• **STATED EXERCISE 1**
Write out the stretch of the aviation chronology from "1850-1859 Chronology of" through "powered by rockets.".
• **STATED EXERCISE 2**
Pull out every line of the records that contains the string "blue".

• **SOURCE TEXT**
* * * * * * * * *

1850-1859 Chronology of Aviation History
Major Aviation Events
1852 (London, England) — James Nye publishes Thoughts on Aerial Travelling, which includes a design for a 337-foot balloon powered by rockets. 
24 September 1852 (Paris, France) — Giffard covers 17 miles in first semi-controlled powered flight. — In an extraordinary and successful demonstration today, Frenchman Henri Giffard made the first piloted powered flight, also involving some ability to steer. Rising from the Paris-Hippodrome, he flew 17 miles to Trappes. His cigar-shaped airship is about 144-feet in length and 39-feet in diameter at the center, with a gas volume of 80,300 ft³. The open car is suspended below a keel, itself attached to the envelope by ropes. The car carries both the pilot and the 3-hp steam engine, which powers the craft. A cloth rudder is attached above the keel, offering some control. The average speed today was 5-mph.

* * * * * * * * *

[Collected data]
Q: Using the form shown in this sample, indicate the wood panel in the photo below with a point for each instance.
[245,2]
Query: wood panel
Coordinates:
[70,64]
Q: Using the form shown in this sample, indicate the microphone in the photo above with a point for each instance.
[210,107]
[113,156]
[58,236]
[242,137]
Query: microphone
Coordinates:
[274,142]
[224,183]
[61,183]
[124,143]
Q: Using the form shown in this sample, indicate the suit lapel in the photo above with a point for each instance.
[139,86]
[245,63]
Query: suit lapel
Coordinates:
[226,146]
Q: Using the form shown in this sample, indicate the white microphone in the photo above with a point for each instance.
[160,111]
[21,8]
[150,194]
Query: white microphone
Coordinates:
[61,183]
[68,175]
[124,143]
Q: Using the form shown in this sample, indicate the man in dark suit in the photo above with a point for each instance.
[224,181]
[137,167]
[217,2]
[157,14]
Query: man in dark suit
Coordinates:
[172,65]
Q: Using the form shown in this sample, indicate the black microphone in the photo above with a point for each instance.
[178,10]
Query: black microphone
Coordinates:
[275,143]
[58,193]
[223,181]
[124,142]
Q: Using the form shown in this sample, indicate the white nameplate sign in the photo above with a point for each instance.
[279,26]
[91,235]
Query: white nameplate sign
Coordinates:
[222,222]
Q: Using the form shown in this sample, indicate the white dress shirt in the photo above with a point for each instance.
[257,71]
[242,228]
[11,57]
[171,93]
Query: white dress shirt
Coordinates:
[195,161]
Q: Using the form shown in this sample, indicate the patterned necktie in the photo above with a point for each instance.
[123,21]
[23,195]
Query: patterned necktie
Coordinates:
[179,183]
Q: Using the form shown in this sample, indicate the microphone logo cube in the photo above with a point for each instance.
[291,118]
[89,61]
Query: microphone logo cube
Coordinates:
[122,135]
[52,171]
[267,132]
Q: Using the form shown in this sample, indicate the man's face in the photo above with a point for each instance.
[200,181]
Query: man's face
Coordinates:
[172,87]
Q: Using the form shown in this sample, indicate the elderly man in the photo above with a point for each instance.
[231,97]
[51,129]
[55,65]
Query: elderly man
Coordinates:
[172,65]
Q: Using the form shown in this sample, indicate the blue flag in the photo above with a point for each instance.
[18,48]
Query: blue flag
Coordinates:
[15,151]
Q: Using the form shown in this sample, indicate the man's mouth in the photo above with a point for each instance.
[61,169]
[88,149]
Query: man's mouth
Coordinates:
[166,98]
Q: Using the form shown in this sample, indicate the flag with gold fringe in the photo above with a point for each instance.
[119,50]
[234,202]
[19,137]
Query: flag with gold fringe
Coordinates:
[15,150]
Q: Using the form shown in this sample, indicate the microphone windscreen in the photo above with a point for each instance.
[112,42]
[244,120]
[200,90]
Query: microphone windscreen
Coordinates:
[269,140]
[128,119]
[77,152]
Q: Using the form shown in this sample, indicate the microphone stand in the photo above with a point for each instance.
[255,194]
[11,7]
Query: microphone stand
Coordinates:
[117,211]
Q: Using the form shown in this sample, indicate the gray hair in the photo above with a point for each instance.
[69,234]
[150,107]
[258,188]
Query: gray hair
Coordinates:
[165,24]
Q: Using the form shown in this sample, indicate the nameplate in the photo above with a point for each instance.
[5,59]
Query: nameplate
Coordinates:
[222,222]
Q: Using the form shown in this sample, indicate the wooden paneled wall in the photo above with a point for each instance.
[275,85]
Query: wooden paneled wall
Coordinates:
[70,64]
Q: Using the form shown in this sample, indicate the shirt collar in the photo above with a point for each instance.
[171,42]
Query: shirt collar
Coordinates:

* * * * * * * * *

• **EXPECTED OUTPUT 1**
1850-1859 Chronology of Aviation History
Major Aviation Events
1852 (London, England) — James Nye publishes Thoughts on Aerial Travelling, which includes a design for a 337-foot balloon powered by rockets.

• **EXPECTED OUTPUT 2**
Q: Using the form shown in this sample, indicate the blue flag in the photo above with a point for each instance.
Query: blue flag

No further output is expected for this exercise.